------ ENTRIES

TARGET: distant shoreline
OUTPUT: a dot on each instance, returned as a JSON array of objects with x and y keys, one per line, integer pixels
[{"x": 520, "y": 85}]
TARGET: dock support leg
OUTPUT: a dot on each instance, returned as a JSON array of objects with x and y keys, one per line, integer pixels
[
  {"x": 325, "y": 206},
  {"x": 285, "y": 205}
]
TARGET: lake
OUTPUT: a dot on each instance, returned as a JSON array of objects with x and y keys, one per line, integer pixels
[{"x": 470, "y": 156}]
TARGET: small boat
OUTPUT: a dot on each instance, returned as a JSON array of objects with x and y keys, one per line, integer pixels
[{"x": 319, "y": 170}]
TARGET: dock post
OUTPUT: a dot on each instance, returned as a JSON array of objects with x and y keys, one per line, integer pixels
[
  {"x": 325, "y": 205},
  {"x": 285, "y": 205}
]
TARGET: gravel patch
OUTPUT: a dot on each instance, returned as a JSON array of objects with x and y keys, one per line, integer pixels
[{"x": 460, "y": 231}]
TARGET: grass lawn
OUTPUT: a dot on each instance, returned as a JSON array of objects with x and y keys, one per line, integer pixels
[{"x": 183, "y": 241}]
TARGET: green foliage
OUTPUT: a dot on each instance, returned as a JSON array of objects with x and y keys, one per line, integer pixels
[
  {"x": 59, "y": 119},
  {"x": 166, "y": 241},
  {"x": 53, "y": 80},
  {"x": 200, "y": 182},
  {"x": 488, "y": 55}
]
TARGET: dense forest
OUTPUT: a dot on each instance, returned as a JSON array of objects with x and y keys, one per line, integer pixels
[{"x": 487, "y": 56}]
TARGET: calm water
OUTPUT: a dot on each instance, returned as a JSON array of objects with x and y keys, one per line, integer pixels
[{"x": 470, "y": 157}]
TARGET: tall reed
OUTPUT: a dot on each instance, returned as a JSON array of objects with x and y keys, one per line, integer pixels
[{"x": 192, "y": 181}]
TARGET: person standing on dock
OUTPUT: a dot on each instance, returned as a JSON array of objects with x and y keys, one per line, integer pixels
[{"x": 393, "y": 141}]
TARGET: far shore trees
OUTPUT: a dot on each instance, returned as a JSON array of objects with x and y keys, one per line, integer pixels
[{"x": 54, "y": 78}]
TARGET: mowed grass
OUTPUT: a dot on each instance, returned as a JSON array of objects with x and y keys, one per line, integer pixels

------------

YOUR GOAL - Write the material out again in its entirety, exactly as shown.

RESPONSE FOR THIS EXERCISE -
TARGET: distant shoreline
OUTPUT: a dot on each instance, returned as a JSON array of objects with x and y keys, one per line, integer pixels
[{"x": 520, "y": 85}]
TARGET: dock support leg
OUTPUT: a dot on each instance, returned as a JSON array of objects with x and y keys, one per line, integer pixels
[
  {"x": 325, "y": 206},
  {"x": 285, "y": 205}
]
TARGET: lake
OUTPUT: a dot on each instance, returned as a JSON array of objects with x and y keys, one per line, integer pixels
[{"x": 470, "y": 156}]
TARGET: small boat
OUTPUT: a dot on each instance, returned as a JSON array of objects with x and y keys, one per line, integer pixels
[{"x": 319, "y": 170}]
TARGET: dock post
OUTPUT: a dot on each instance, returned as a JSON array of objects with x and y keys, one per line, integer pixels
[
  {"x": 325, "y": 205},
  {"x": 285, "y": 205}
]
TARGET: gravel patch
OUTPUT: a dot on each instance, returned as a JSON array of objects with x and y keys, one per line, integer pixels
[{"x": 460, "y": 231}]
TARGET: grass lawn
OUTPUT: a dot on each instance, returned as a JSON array of objects with x and y keys, one per line, integer pixels
[{"x": 183, "y": 241}]
TARGET: green foliage
OUTPUT: a dot on each instance, returned as a JSON array of objects with x and y keys, one per line, integer pixels
[
  {"x": 59, "y": 119},
  {"x": 166, "y": 241},
  {"x": 53, "y": 80},
  {"x": 200, "y": 182},
  {"x": 488, "y": 55}
]
TARGET: dense forest
OUTPUT: a dot on each instance, returned as a JSON array of objects with x and y keys, one per line, integer pixels
[{"x": 487, "y": 56}]
TARGET: calm water
OUTPUT: a dot on each instance, returned as a JSON array of objects with x and y keys, one per line, integer pixels
[{"x": 470, "y": 157}]
TARGET: tall reed
OUTPUT: a dot on each instance, returned as a JSON array of objects with x and y keys, one per line, integer pixels
[{"x": 192, "y": 181}]
TARGET: person standing on dock
OUTPUT: a dot on each instance, returned as a JSON array of objects with x and y keys, one per line, integer pixels
[{"x": 393, "y": 141}]
TARGET: far shore trees
OUTPUT: a dot on each instance, returned as a JSON array of objects with x and y keys, one per line, integer pixels
[{"x": 54, "y": 78}]
TARGET: mowed grass
OUTPUT: a dot on each instance, returned as a JSON array of objects with x and y keys, one per line, integer pixels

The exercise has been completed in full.